Quelle.

══════════════════════════════

Die Erfindung Kreuzbergs: Mühlenhaupts Montmartre

Zum 100. Geburtstag feiert Berlin Kurt Mühlenhaupt, den Maler der kleinen Leute. Höhepunkt ist die Werkschau über die Kreuzberger Bohème.

Auf dem Bildermarkt vor Mühlenhaupts Trödel in der Blücherstr. 11 in Kreuzberg, um 1960 Foto: Mühlenhaupt Museum

BERLIN taz |. Eine kleine Szene, ein Missverständnis und ein großes Lachen, als es sich auflöst. „Ich hab das Café Achteck vergeblich gesucht“, räumt der ältere Herr ein und lächelt. Kurz zuvor hat Martin Düspohl, der die Gruppe an diesem Mittwoch auf den Spuren des Malerpoeten Kurt Mühlenhaupt durch den Kreuzberger Chamissokiez führt, erklärt, dass es sich beim Treffpunkt nicht um ein Café handelt, sondern um ein Pissoir. Auf einem seiner Bilder hat es Mühlenhaupt verewigt.

══════════════════════════════

Schreibauftrag A. Schreib im Text über Kurt Mühlenhaupt alles von „Die Erfindung Kreuzbergs: Mühlenhaupts“ bis hinunter zu „es Mühlenhaupt verewigt.“ neu und setz dabei „Donnerstag“ an die Stelle von „Mittwoch“.
Schreibauftrag B. Fass den Text über Kurt Mühlenhaupt in zwei Sätzen zusammen.
Schreibauftrag C. Nenn alle Städte, Stadtteile, Kieze und Straßen, die im Text über Kurt Mühlenhaupt vorkommen.

Rohmaterial.
══════════════════════════════

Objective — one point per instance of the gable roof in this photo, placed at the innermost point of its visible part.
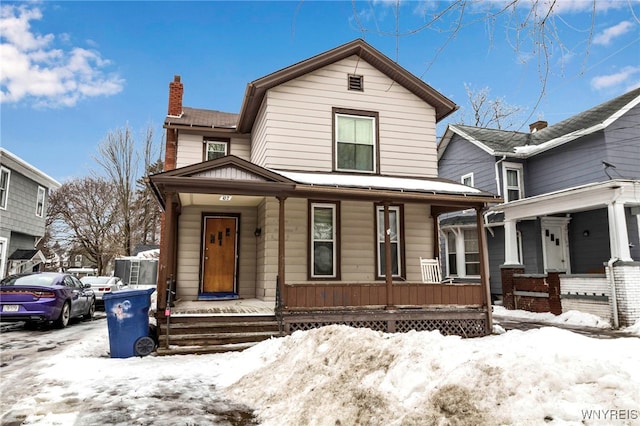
(524, 144)
(257, 89)
(203, 118)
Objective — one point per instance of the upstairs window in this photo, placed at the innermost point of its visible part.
(40, 202)
(4, 187)
(355, 82)
(355, 142)
(512, 181)
(467, 179)
(215, 149)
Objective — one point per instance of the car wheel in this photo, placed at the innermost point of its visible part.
(65, 314)
(91, 311)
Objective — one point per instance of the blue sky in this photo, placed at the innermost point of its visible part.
(71, 72)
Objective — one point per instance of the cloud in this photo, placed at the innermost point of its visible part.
(622, 77)
(604, 38)
(34, 69)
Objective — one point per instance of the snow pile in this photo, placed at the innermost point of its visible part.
(576, 318)
(338, 375)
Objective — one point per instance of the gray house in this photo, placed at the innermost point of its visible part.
(571, 210)
(24, 191)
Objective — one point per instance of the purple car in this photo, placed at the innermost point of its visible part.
(45, 296)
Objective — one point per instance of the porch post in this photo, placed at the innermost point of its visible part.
(388, 271)
(281, 254)
(484, 267)
(510, 243)
(618, 236)
(167, 251)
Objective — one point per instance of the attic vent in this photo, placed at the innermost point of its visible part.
(355, 82)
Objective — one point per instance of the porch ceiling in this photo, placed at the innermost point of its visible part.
(191, 199)
(582, 198)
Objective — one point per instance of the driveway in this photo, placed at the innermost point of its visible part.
(514, 323)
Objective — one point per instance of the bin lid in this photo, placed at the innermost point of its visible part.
(128, 293)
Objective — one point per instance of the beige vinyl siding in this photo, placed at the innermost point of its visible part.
(189, 249)
(191, 148)
(293, 129)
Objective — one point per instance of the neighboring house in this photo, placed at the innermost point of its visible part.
(24, 192)
(572, 207)
(289, 200)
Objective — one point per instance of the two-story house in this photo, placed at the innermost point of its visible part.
(321, 195)
(23, 208)
(571, 211)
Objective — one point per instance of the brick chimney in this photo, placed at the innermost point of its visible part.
(538, 125)
(175, 97)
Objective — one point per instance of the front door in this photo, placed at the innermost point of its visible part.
(219, 255)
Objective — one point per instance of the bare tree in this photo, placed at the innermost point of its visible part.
(85, 213)
(485, 112)
(119, 160)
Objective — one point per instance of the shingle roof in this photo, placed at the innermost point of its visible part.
(503, 141)
(195, 117)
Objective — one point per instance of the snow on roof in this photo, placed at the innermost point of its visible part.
(378, 182)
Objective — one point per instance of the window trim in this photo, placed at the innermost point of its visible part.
(518, 167)
(469, 176)
(402, 266)
(376, 138)
(337, 271)
(4, 198)
(43, 191)
(205, 144)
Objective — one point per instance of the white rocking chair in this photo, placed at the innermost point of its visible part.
(431, 272)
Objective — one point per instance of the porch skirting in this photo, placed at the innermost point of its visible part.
(461, 322)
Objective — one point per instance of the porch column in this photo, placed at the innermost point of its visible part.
(388, 271)
(484, 267)
(281, 254)
(167, 251)
(618, 236)
(510, 243)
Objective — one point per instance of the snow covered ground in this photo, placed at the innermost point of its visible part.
(343, 376)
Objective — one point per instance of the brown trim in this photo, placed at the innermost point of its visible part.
(376, 148)
(401, 247)
(207, 139)
(337, 242)
(203, 217)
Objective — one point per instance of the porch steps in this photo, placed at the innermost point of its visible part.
(198, 334)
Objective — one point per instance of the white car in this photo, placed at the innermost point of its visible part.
(102, 285)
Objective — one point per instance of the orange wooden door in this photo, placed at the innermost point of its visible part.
(219, 256)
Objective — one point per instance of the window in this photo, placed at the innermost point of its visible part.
(465, 243)
(467, 179)
(471, 253)
(512, 177)
(215, 149)
(4, 187)
(355, 138)
(451, 253)
(394, 235)
(40, 202)
(323, 229)
(355, 82)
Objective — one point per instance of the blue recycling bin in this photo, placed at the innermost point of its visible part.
(128, 322)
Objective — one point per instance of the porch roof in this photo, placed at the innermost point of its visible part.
(580, 198)
(235, 176)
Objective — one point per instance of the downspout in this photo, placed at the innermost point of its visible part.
(614, 298)
(504, 157)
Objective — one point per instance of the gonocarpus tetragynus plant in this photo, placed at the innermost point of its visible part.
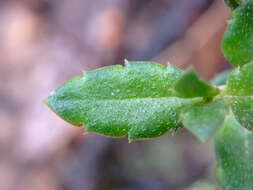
(146, 100)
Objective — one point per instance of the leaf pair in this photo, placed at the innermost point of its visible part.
(143, 100)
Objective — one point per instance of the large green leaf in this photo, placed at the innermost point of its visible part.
(137, 99)
(239, 94)
(189, 86)
(204, 120)
(237, 43)
(234, 152)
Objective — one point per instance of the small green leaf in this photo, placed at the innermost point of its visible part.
(234, 152)
(237, 44)
(204, 120)
(190, 86)
(239, 94)
(221, 78)
(233, 4)
(114, 101)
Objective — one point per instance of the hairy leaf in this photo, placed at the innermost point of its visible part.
(221, 78)
(114, 101)
(234, 152)
(190, 86)
(237, 43)
(239, 94)
(204, 120)
(233, 4)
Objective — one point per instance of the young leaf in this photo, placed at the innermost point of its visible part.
(190, 86)
(237, 44)
(114, 101)
(204, 120)
(233, 4)
(234, 152)
(239, 94)
(221, 78)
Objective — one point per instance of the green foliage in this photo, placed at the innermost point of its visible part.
(233, 4)
(237, 44)
(190, 86)
(203, 120)
(239, 94)
(234, 150)
(221, 78)
(145, 100)
(137, 100)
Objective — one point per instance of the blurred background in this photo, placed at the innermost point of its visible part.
(44, 43)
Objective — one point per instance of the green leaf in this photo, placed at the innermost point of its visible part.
(114, 101)
(221, 78)
(233, 4)
(237, 44)
(234, 152)
(190, 86)
(204, 120)
(239, 94)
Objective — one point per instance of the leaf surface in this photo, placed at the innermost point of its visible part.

══════════════════════════════

Antwort A.
Die Erfindung Kreuzbergs: Mühlenhaupts Montmartre

Zum 100. Geburtstag feiert Berlin Kurt Mühlenhaupt, den Maler der kleinen Leute. Höhepunkt ist die Werkschau über die Kreuzberger Bohème.

Auf dem Bildermarkt vor Mühlenhaupts Trödel in der Blücherstr. 11 in Kreuzberg, um 1960 Foto: Mühlenhaupt Museum

BERLIN taz |. Eine kleine Szene, ein Missverständnis und ein großes Lachen, als es sich auflöst. „Ich hab das Café Achteck vergeblich gesucht“, räumt der ältere Herr ein und lächelt. Kurz zuvor hat Martin Düspohl, der die Gruppe an diesem Donnerstag auf den Spuren des Malerpoeten Kurt Mühlenhaupt durch den Kreuzberger Chamissokiez führt, erklärt, dass es sich beim Treffpunkt nicht um ein Café handelt, sondern um ein Pissoir. Auf einem seiner Bilder hat es Mühlenhaupt verewigt.

Antwort B. Zum 100. Geburtstag feiert Berlin den Maler Kurt Mühlenhaupt, und Höhepunkt ist eine Werkschau über die Kreuzberger Bohème. Bei einer Führung durch den Chamissokiez erklärt Martin Düspohl, dass der Treffpunkt kein Café, sondern ein Pissoir ist, das Mühlenhaupt auf einem seiner Bilder verewigt hat.

Antwort C.
- Berlin
- Montmartre
- Kreuzberg
- Blücherstr.
- Chamissokiez